_Fragen zum Text_
- a) Beantworten Sie zum Text über die Reiselektüre folgende Fragen:
(i) Welches Buch von Ernst Wiechert kam mit auf die Reise, und aus welchem Grund?
(ii) Wie viele Geschichten enthält die Anthologie von 2012, und wer hat sie zusammengestellt?
(iii) Von welcher Stadt in welche ging die Fahrt, als das Vorwort gelesen wurde?
- b) Führen Sie den Text über die Reiselektüre ab seinem letzten Satz weiter.
**** Ausgangstext ****
Was nimmt man mit auf eine sechs Länderreise, wenn man durch die baltischen Staaten, Estland, Lettland, Litauen reisen will und eigentlich nur von der litauischen Literatur einen kleinen Eindruck hat?
Ernst Wiecherts „Kleine Passion“ natürlich, weil es ja durch Polen geht.
Auf die „Hunde von Riga“ habe ich vergessen oder nicht daran gedacht, daß das ein passender Literaturtip wäre, aber da gibt es ja die Geschenkbücher, die der Hauptverband des Buchhandels, immer um den 23. April anzubieten hat und die ich mir so getreulich hole und dann meistens ungelesen in die Regale stelle, denn Bücherproben, interessieren mich nicht so sehr, lautete das Vorurteil, also haben sich da zwei passende Anthologien angesammelt.
„Erlesene Reisen“ von 2010. 2012 gab es fünfzehn Geschichten zum „Erlesenen Europa“, von Mercedes Echerer zusammengestellt und ganz im blauen im Eu-Design gestaltet, also habe ich mir, als die „Kleine Passion“ und die litauischen Literaturstreifzüge nicht mehr passten, zuerst dieses Büchlein herausgeholt, das obwohl wir ja nicht in den Süden kamen, passend schien, denn sechs Länder in sechzehn Tagen sind ja auch ein schöner Europastreifzug.
Zuerst gibt es ein Vorwort von Mercedes Echerer und die zeigt die Situation sofort schön auf.
„Der Reichtum Europas ist die kulturelle Vielfalt“, tönt es vom Rednerpult. Ich sitze in diesem uniformierten Konferenzsaal und frage mich, wer von den Anwesenden wohl Anhänger der baltischen Kunstszene oder Schwärmer der slawischen Hip-Hop-Kultur, oder Kenner der zeitgenossischen Literatur der Benelux-Länder sein mag.“
Als ich das gelesen habe, sind wir von Riga nach Tallinn gefahren und ich dachte, ich habe auch nicht viel Ahnung von der baltischen Literatur und war verärgert, weil ich beim Vorbereiten nicht daran dachte, daß ein Hennig Mankell Krimi passen könnte.
„Ich sitze vor einem Turm aus Büchern und stöbere in Erinnerungen, suche Verdrängtes, recherchiere Beobachtungen und Berichte, forsche nach Kritik und Visionen, durchforste Alltagsgeschichten und Träume. – Gemeinsam mit Gerald Schantin entscheiden wir uns für 15 sehr persönliche Blickwinkel als betörende Zeugen der Vielfalt und faszinierende Mittler der Welten.- Viel Freude bei der Lektüre“, wünscht Mercedes Echerer noch und die habe ich gehabt und den Streifzug in Estland und in Finnland, wo ich mich hauptsächlich damit beschäftigte, auch sehr genoßen.
**** Datenliste ****
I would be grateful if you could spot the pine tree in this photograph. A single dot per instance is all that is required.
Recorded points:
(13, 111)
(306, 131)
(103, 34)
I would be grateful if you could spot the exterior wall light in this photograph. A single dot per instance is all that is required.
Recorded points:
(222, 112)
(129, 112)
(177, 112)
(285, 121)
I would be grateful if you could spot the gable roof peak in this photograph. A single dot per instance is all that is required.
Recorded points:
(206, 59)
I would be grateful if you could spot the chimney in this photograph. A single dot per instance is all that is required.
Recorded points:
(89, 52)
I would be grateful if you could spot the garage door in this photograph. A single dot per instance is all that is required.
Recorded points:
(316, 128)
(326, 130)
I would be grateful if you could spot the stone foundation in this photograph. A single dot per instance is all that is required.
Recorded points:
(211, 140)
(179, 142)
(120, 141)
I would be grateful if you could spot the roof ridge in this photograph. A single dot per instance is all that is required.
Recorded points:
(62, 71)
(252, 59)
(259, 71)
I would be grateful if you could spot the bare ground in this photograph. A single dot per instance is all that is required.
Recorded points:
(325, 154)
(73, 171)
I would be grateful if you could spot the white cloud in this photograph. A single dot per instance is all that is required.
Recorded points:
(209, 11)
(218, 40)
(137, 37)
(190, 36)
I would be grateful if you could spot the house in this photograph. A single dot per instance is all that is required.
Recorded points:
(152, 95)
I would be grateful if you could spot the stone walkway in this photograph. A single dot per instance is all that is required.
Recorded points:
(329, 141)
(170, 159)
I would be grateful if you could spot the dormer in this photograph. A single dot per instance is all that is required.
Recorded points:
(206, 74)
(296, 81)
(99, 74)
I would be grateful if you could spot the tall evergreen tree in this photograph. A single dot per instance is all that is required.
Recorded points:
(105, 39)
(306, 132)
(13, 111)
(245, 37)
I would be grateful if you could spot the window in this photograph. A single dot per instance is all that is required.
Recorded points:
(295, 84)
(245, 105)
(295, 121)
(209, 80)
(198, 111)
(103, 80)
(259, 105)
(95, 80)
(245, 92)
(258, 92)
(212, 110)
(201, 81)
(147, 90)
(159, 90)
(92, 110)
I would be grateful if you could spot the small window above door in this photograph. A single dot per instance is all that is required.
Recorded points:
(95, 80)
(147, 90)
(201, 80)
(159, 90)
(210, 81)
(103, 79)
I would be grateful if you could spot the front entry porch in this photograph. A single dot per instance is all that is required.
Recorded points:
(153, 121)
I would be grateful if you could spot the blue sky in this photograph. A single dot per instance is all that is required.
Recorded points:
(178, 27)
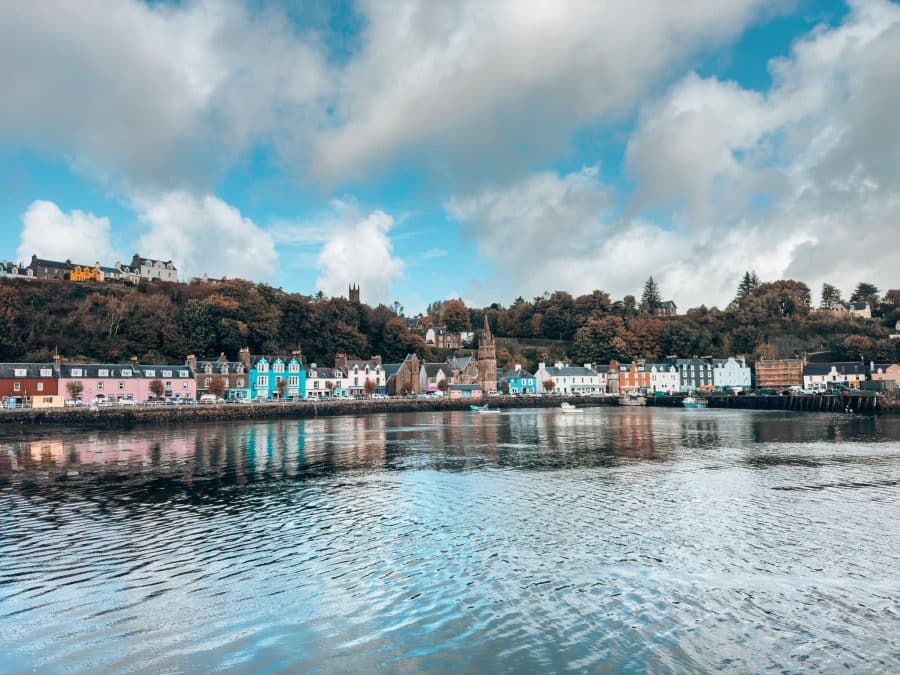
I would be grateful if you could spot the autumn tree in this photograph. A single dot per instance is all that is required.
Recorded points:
(455, 316)
(865, 292)
(217, 386)
(831, 297)
(74, 389)
(157, 388)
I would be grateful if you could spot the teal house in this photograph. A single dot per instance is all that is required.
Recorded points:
(277, 377)
(519, 381)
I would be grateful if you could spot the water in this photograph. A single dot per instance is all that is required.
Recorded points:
(617, 540)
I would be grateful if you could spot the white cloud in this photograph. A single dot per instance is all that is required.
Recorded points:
(204, 235)
(50, 233)
(359, 251)
(802, 180)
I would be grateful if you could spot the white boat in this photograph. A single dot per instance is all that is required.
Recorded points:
(632, 398)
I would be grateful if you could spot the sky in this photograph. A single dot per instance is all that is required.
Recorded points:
(483, 150)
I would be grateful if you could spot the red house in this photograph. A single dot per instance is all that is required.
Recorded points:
(30, 382)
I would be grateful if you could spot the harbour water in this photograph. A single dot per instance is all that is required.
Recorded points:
****
_Antworten zur Übung_
- a)
(i) Die „Kleine Passion“, weil die Reise durch Polen führt.
(ii) Fünfzehn Geschichten, zusammengestellt von Mercedes Echerer.
(iii) Von Riga nach Tallinn.

- b)
Beginnen tut es mit Ursula Albrecht und Ines Sommer mit der Erinnerung an die DDR, wo eine Tochter aus einem fortschrittlichen Hause aus der Schule flog, weil sie bei der Jugendweihe, nicht den „Kampf um die sozialistische Weltrevolution geloben wollte“, sondern stattdessen aus Goethes „Faust“ zitierte.
Ds war schon einmal passend, denn das erste Mal sind wir 1990 in Finnland gewesen und dann mit einer Fähre in die noch existierende DDR nach Berlin gefahren, wo die Mauer schon geöffnet war, so daß man locker von Ost nach West und zurück fahren konnte. 1985 brauchten wir noch ein Visum, hatten den Zwangsumtausch und die scheelen Blicke der Parteimitglieder. Mit der Fähre sind wir damals, glaube ich, von Sassnitz nach Stockholm gefahren.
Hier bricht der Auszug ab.